- **GIVEN DATA**:
----
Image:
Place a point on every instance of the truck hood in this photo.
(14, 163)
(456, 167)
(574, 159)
----
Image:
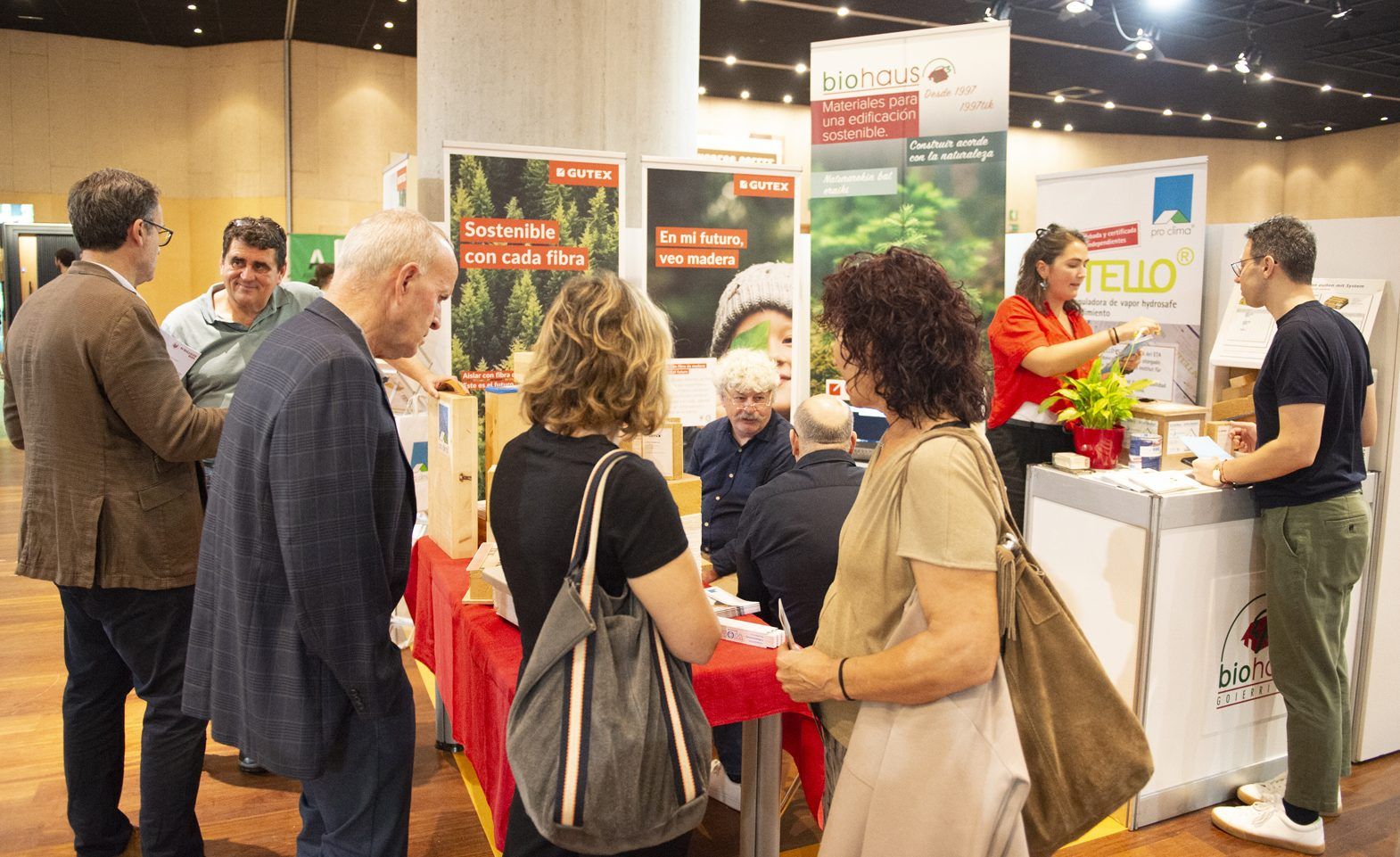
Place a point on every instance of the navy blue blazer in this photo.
----
- **PROBLEM DETAILS**: Report each line of the material above that contains the word "instance".

- **REPLY TO THE EXERCISE**:
Place a point on every instance of the truck hood in this photo.
Place a point on every instance of the navy blue blazer in this photo.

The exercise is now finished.